-------- Extracted material
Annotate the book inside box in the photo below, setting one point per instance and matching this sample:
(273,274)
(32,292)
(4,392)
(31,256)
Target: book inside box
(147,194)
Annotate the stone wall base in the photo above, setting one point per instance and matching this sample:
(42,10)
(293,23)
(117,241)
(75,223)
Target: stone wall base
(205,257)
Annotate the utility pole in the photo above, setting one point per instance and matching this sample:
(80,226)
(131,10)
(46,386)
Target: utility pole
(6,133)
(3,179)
----------------
Exercise details:
Format all the records above as a JSON list of strings, with one string for each line and blank lines left out.

Written response:
[
  "Annotate the book inside box in the photo below, setting one point per instance and matching this sample:",
  "(273,274)",
  "(32,292)",
  "(4,392)",
  "(31,256)",
  "Target: book inside box",
  "(147,194)",
  "Annotate the stone wall base in the photo above, setting one point per instance and matching this sample:",
  "(42,10)",
  "(293,23)",
  "(117,241)",
  "(75,223)",
  "Target: stone wall base",
  "(205,257)",
  "Annotate the utility pole in the photo above, setting one point per instance and matching this sample:",
  "(80,226)",
  "(131,10)",
  "(46,386)",
  "Target: utility pole",
  "(6,133)",
  "(3,179)"
]